• **WHAT NEEDS TO BE DONE**
Copy the data below verbatim, starting at its beginning and ending with the line that contains "positive clicks: (35, 299) (20, 298)", including both ends. Omit the pictures from your copy.

┌─ DATASET RECORDS

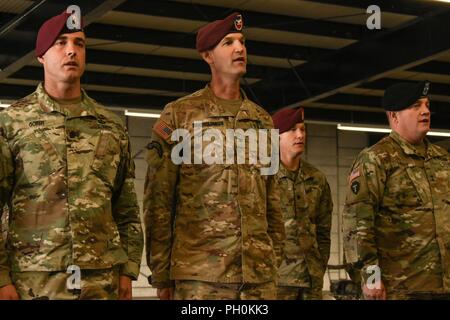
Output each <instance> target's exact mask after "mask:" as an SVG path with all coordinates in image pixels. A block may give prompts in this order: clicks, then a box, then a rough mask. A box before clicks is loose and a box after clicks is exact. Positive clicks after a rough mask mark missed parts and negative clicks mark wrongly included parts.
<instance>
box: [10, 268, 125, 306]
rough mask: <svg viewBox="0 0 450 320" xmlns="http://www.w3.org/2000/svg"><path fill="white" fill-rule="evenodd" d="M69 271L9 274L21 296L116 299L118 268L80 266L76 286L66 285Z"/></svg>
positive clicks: (35, 299) (20, 298)
mask: <svg viewBox="0 0 450 320" xmlns="http://www.w3.org/2000/svg"><path fill="white" fill-rule="evenodd" d="M70 276H71V274H70V273H66V272H64V271H62V272H42V271H27V272H13V273H12V275H11V277H12V280H13V283H14V286H15V287H16V290H17V294H18V295H19V297H20V299H21V300H117V299H118V298H119V268H118V267H117V266H116V267H113V268H110V269H95V270H86V269H85V270H82V271H81V277H80V288H79V289H68V288H67V280H69V282H70V281H71V280H72V279H69V277H70Z"/></svg>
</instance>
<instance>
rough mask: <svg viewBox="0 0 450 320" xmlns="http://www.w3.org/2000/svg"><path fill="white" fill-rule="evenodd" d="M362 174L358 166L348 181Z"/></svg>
mask: <svg viewBox="0 0 450 320" xmlns="http://www.w3.org/2000/svg"><path fill="white" fill-rule="evenodd" d="M360 175H361V172H360V170H359V168H356V169H355V170H353V171H352V173H351V174H350V176H349V178H348V181H349V182H352V181H353V180H355V179H356V178H358V177H359V176H360Z"/></svg>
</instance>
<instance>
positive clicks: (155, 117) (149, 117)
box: [125, 110, 161, 118]
mask: <svg viewBox="0 0 450 320" xmlns="http://www.w3.org/2000/svg"><path fill="white" fill-rule="evenodd" d="M125 115H126V116H129V117H141V118H159V117H160V116H161V114H159V113H146V112H133V111H128V110H125Z"/></svg>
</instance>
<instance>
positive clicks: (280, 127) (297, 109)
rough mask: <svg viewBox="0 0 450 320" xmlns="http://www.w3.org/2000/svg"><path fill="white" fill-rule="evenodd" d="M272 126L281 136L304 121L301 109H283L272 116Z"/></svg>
mask: <svg viewBox="0 0 450 320" xmlns="http://www.w3.org/2000/svg"><path fill="white" fill-rule="evenodd" d="M272 120H273V126H274V127H275V129H278V130H279V133H280V134H282V133H283V132H286V131H288V130H290V129H291V128H292V127H294V126H295V125H296V124H297V123H302V122H304V121H305V116H304V112H303V108H284V109H281V110H280V111H277V112H275V113H274V114H273V115H272Z"/></svg>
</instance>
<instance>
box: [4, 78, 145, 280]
mask: <svg viewBox="0 0 450 320" xmlns="http://www.w3.org/2000/svg"><path fill="white" fill-rule="evenodd" d="M82 97H83V98H82V101H81V103H80V104H79V105H78V107H77V108H75V109H66V108H63V107H61V105H60V104H59V103H56V102H55V101H54V100H52V99H51V98H50V97H49V96H48V95H47V94H46V93H45V91H44V89H43V86H42V84H40V85H39V86H38V88H37V90H36V91H35V92H34V93H33V94H31V95H29V96H27V97H25V98H24V99H21V100H19V101H18V102H16V103H14V104H13V105H11V106H10V107H9V108H7V109H6V110H4V111H2V112H0V129H1V133H2V138H1V140H0V143H1V158H0V194H1V202H0V209H1V208H3V206H4V204H7V205H8V206H9V208H10V212H9V215H10V217H9V220H10V221H9V233H8V239H7V242H6V243H4V242H3V241H2V242H1V243H0V285H1V284H5V283H8V282H10V279H9V276H8V274H9V272H10V271H12V272H24V271H65V270H66V269H67V267H68V266H69V265H77V266H79V267H80V268H81V269H106V268H111V267H112V266H115V265H118V264H121V265H122V268H121V271H120V272H121V274H123V275H128V276H130V277H132V278H137V276H138V274H139V265H140V262H141V255H142V249H143V236H142V229H141V223H140V218H139V208H138V204H137V200H136V194H135V192H134V184H133V178H134V163H133V160H132V159H131V155H130V149H129V147H130V145H129V140H128V135H127V133H126V130H125V128H124V127H123V125H122V122H121V120H120V118H118V117H117V116H116V115H114V114H113V113H112V112H110V111H108V110H106V109H104V108H103V107H101V106H100V105H98V104H97V103H96V102H95V101H94V100H92V99H91V98H89V97H88V96H87V95H86V93H85V92H84V91H83V93H82ZM0 213H1V211H0Z"/></svg>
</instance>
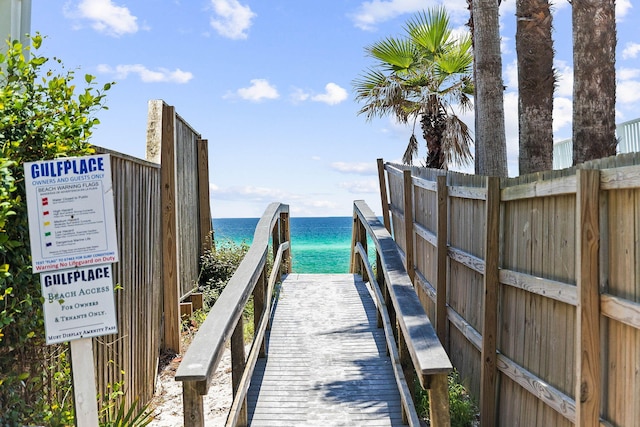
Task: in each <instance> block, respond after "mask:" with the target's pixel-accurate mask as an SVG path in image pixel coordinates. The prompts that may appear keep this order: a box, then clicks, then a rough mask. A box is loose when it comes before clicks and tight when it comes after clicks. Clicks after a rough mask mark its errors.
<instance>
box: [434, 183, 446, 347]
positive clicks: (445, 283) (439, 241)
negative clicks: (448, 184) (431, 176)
mask: <svg viewBox="0 0 640 427" xmlns="http://www.w3.org/2000/svg"><path fill="white" fill-rule="evenodd" d="M437 197H438V224H437V227H438V229H437V233H438V235H437V236H436V244H437V248H436V250H437V257H438V259H437V269H438V270H437V271H436V319H435V321H436V322H435V323H436V334H438V338H439V339H440V342H441V343H442V345H443V346H445V348H447V347H448V346H447V345H446V341H447V243H448V236H447V233H448V228H447V220H448V210H447V204H448V203H447V202H448V198H449V192H448V189H447V177H446V175H440V176H438V178H437Z"/></svg>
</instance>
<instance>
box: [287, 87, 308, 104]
mask: <svg viewBox="0 0 640 427" xmlns="http://www.w3.org/2000/svg"><path fill="white" fill-rule="evenodd" d="M309 96H310V95H309V94H308V93H306V92H305V91H304V90H302V89H300V88H294V89H293V92H291V95H289V98H291V101H292V102H293V103H294V104H299V103H301V102H304V101H306V100H307V99H309Z"/></svg>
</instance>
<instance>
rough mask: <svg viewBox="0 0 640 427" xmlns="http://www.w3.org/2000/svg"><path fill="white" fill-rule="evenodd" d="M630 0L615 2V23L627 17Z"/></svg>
mask: <svg viewBox="0 0 640 427" xmlns="http://www.w3.org/2000/svg"><path fill="white" fill-rule="evenodd" d="M632 7H633V6H632V5H631V1H630V0H617V1H616V21H621V20H623V19H624V17H625V16H627V12H629V10H630V9H631V8H632Z"/></svg>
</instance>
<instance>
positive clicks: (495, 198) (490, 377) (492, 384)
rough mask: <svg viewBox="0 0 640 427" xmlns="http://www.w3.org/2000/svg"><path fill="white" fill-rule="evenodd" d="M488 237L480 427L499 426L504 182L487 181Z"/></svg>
mask: <svg viewBox="0 0 640 427" xmlns="http://www.w3.org/2000/svg"><path fill="white" fill-rule="evenodd" d="M485 207H486V209H485V218H486V223H487V225H486V231H485V233H486V235H485V250H484V254H485V263H484V280H483V288H484V301H483V304H482V316H483V322H482V349H481V362H482V363H481V366H480V386H481V389H480V424H481V425H483V426H493V425H496V383H497V369H496V340H497V334H498V315H497V312H498V284H499V280H500V277H499V276H500V272H499V268H500V178H497V177H488V178H487V199H486V201H485Z"/></svg>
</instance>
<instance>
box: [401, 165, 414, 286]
mask: <svg viewBox="0 0 640 427" xmlns="http://www.w3.org/2000/svg"><path fill="white" fill-rule="evenodd" d="M403 178H404V182H403V184H404V234H405V246H406V247H405V252H404V253H405V259H406V263H407V265H406V269H407V274H408V275H409V278H410V279H411V283H414V284H415V282H414V279H415V276H416V268H415V261H414V253H413V179H412V177H411V171H410V170H405V171H404V172H403Z"/></svg>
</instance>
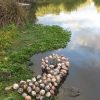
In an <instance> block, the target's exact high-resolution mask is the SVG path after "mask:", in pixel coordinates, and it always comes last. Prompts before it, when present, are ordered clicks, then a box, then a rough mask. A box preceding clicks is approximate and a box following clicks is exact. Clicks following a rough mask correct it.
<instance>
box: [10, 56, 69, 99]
mask: <svg viewBox="0 0 100 100" xmlns="http://www.w3.org/2000/svg"><path fill="white" fill-rule="evenodd" d="M41 69H42V74H41V75H37V76H36V77H33V78H32V79H27V80H26V81H23V80H21V81H20V82H19V83H14V84H13V86H12V87H11V89H13V90H16V91H18V93H20V94H21V95H22V96H23V97H24V98H25V100H31V98H35V99H36V100H42V99H43V98H50V97H51V96H54V95H56V94H57V91H58V88H59V87H60V85H61V83H62V81H63V80H64V78H65V77H66V76H67V75H68V70H69V61H68V58H65V57H64V56H59V55H57V54H52V55H49V56H48V57H45V58H43V59H42V62H41Z"/></svg>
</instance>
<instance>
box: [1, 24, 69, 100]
mask: <svg viewBox="0 0 100 100" xmlns="http://www.w3.org/2000/svg"><path fill="white" fill-rule="evenodd" d="M0 34H1V37H0V48H1V49H0V52H1V54H2V55H0V58H1V59H0V75H1V76H2V77H0V100H22V98H21V97H19V95H18V94H16V93H6V94H5V92H4V88H5V87H6V86H9V85H11V84H13V83H14V82H18V81H19V80H21V79H23V80H26V79H27V78H31V77H32V76H33V74H34V73H33V72H31V71H30V70H29V67H28V66H27V65H28V60H29V58H30V57H31V56H32V55H33V54H35V53H38V52H44V51H47V50H53V49H58V48H63V47H65V46H66V45H67V43H68V41H69V40H70V32H69V31H67V30H63V29H62V28H61V27H59V26H43V25H35V24H34V25H25V26H24V27H21V28H17V27H16V26H15V25H10V26H6V27H5V28H3V29H1V30H0ZM15 94H16V95H15ZM16 97H17V99H15V98H16ZM20 98H21V99H20Z"/></svg>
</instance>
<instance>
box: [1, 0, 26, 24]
mask: <svg viewBox="0 0 100 100" xmlns="http://www.w3.org/2000/svg"><path fill="white" fill-rule="evenodd" d="M27 15H28V13H27V10H26V9H25V8H24V7H22V6H19V4H18V2H16V0H0V26H4V25H5V24H10V23H16V24H17V25H19V24H22V23H24V22H25V20H26V19H27Z"/></svg>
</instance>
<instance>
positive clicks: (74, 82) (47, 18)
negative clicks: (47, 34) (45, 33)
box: [31, 0, 100, 100]
mask: <svg viewBox="0 0 100 100" xmlns="http://www.w3.org/2000/svg"><path fill="white" fill-rule="evenodd" d="M87 1H88V2H86V3H84V4H82V6H81V7H79V8H78V9H77V10H74V11H71V12H70V13H69V12H64V11H61V12H59V14H58V15H54V14H52V13H50V14H45V15H43V16H37V19H38V21H37V23H41V24H46V25H59V26H61V27H63V28H64V29H69V30H71V31H72V37H71V41H70V43H69V45H68V46H67V47H66V48H64V49H59V50H55V51H51V52H46V53H40V54H37V55H34V56H33V57H32V59H31V60H32V61H34V65H35V66H37V67H33V70H35V71H36V72H37V74H38V73H39V66H40V62H38V63H37V60H38V61H40V59H41V58H42V57H44V56H47V55H49V54H51V53H58V54H63V55H64V56H66V57H69V58H70V62H71V66H72V67H71V69H70V72H69V73H70V74H69V76H68V78H67V80H66V82H65V83H64V84H63V86H62V89H60V94H59V95H58V100H73V99H74V100H94V99H95V98H97V100H99V99H100V95H99V93H100V86H99V83H100V78H99V76H100V61H99V60H100V45H99V43H100V23H99V22H100V13H99V12H98V11H97V7H96V5H95V4H96V3H94V2H93V1H92V0H87ZM70 86H75V87H78V88H79V89H80V91H81V95H80V96H79V97H77V98H71V97H68V96H67V90H63V88H66V87H70ZM63 92H64V94H63Z"/></svg>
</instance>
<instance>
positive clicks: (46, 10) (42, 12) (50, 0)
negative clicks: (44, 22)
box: [36, 0, 86, 16]
mask: <svg viewBox="0 0 100 100" xmlns="http://www.w3.org/2000/svg"><path fill="white" fill-rule="evenodd" d="M85 1H86V0H55V1H52V0H49V1H47V0H44V3H43V2H42V3H38V9H37V12H36V15H37V16H42V15H45V14H49V13H52V14H59V13H60V12H61V11H64V12H68V11H72V10H75V9H77V8H78V7H79V6H80V4H82V3H84V2H85Z"/></svg>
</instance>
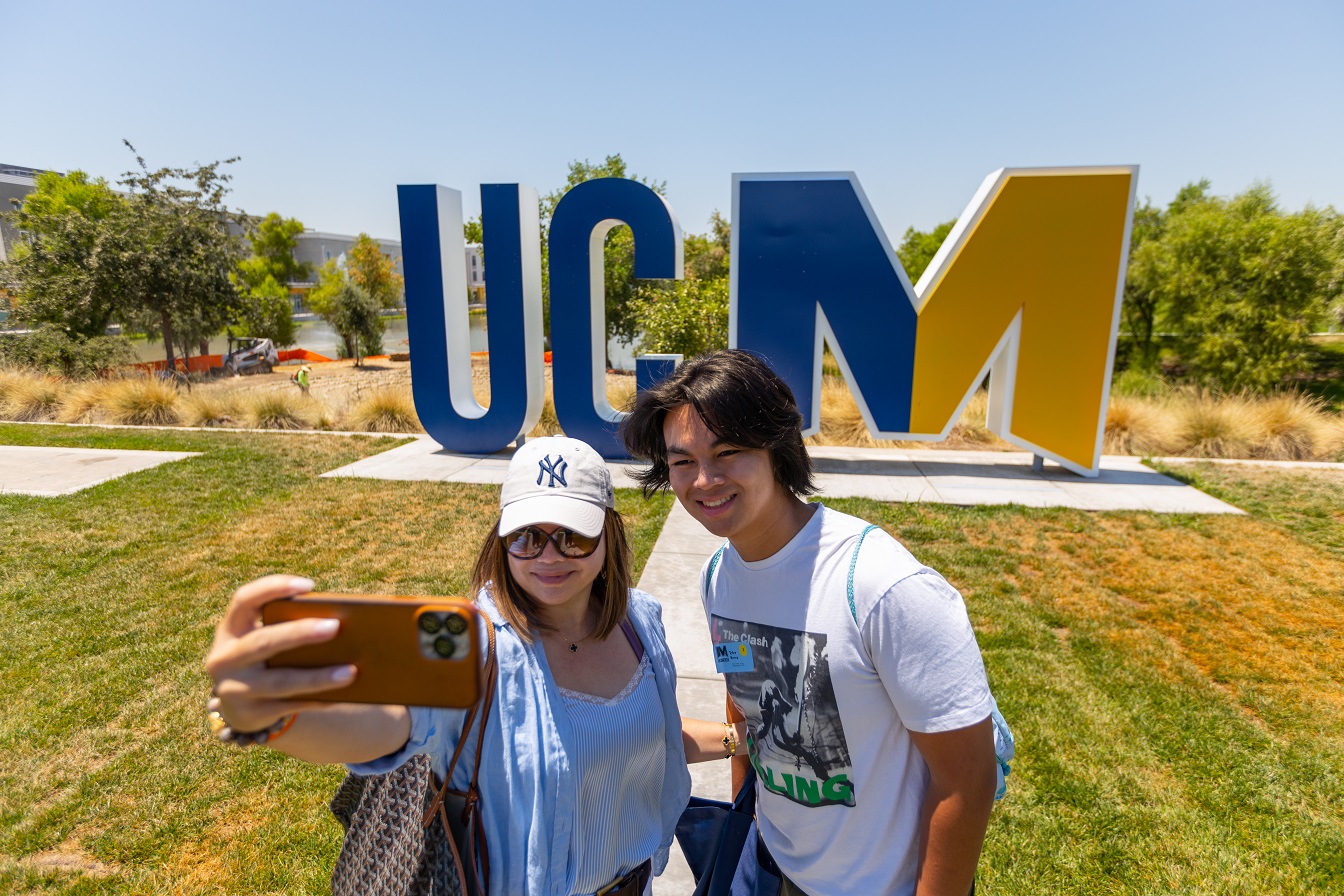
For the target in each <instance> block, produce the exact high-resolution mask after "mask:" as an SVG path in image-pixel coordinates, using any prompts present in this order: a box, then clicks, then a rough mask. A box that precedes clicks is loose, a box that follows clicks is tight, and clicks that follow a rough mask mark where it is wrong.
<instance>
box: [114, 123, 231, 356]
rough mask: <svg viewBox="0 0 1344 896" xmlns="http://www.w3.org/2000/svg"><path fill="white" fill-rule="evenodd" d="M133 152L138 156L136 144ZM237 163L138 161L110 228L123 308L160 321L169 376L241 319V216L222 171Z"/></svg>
mask: <svg viewBox="0 0 1344 896" xmlns="http://www.w3.org/2000/svg"><path fill="white" fill-rule="evenodd" d="M126 146H128V148H129V149H130V150H132V152H136V149H134V146H132V145H130V142H126ZM234 161H237V159H228V160H224V161H215V163H210V164H208V165H198V167H195V168H159V169H156V171H151V169H149V167H148V165H146V164H145V160H144V159H142V157H141V156H138V154H136V164H137V165H138V167H140V169H138V171H132V172H128V173H126V175H125V176H124V179H122V180H121V184H122V185H125V187H126V189H128V191H129V196H128V197H126V200H125V203H124V204H122V206H121V207H120V211H118V212H117V214H114V215H112V216H109V219H108V222H106V224H109V230H110V231H113V232H110V234H108V235H106V236H105V242H103V247H102V251H103V253H106V254H108V258H106V262H108V265H106V266H108V267H109V269H110V270H112V271H113V273H114V274H116V275H117V277H118V278H120V283H121V290H122V296H121V302H122V308H125V309H126V310H128V312H129V313H141V314H145V316H148V318H149V320H152V321H155V324H156V329H157V330H159V333H160V334H161V336H163V340H164V352H165V353H167V359H168V367H169V369H171V368H172V367H173V365H175V347H180V348H181V349H183V355H185V356H188V357H190V351H191V347H192V345H196V344H199V343H200V341H203V340H207V339H208V337H210V336H212V334H215V333H218V332H219V330H222V329H223V328H224V325H226V324H228V322H230V321H231V320H234V318H235V317H237V313H238V305H239V294H238V290H237V287H235V286H234V279H233V277H231V274H233V271H234V269H235V267H237V266H238V262H239V261H241V258H242V243H241V240H239V238H238V236H235V235H234V234H233V232H231V231H230V228H228V224H230V222H233V223H239V224H241V220H239V219H241V214H233V212H230V211H228V208H227V207H226V206H224V196H226V195H227V192H228V185H227V184H228V180H230V176H228V175H227V173H223V172H222V171H220V167H222V165H227V164H231V163H234Z"/></svg>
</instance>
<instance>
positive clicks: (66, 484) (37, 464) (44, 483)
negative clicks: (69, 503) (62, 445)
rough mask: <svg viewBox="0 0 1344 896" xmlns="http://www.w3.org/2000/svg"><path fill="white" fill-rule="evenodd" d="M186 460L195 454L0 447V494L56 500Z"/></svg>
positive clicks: (81, 449)
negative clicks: (182, 460)
mask: <svg viewBox="0 0 1344 896" xmlns="http://www.w3.org/2000/svg"><path fill="white" fill-rule="evenodd" d="M188 457H196V454H195V453H191V451H134V450H106V449H66V447H24V446H15V445H0V494H32V496H38V497H60V496H63V494H74V493H75V492H81V490H83V489H89V488H93V486H95V485H101V484H103V482H109V481H112V480H116V478H120V477H122V476H126V474H128V473H138V472H140V470H148V469H152V467H156V466H159V465H160V463H168V462H171V461H180V459H183V458H188Z"/></svg>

└─

• **TASK OUTPUT**
Output each <instance> target's exact mask after "mask:" as an SVG path with all coordinates in image pixels. A block may give prompts in this order: clicks, then a box, then a rough mask. A box before clicks is loose and a box after clicks is exact. Positive clicks after a rough mask mark missed parts and negative clicks mark wrongly included parts.
<instance>
box: [10, 268, 125, 306]
rough mask: <svg viewBox="0 0 450 320" xmlns="http://www.w3.org/2000/svg"><path fill="white" fill-rule="evenodd" d="M69 271L9 274L21 296L116 299L118 268L80 266L76 286L66 285Z"/></svg>
positive clicks: (35, 299) (20, 298)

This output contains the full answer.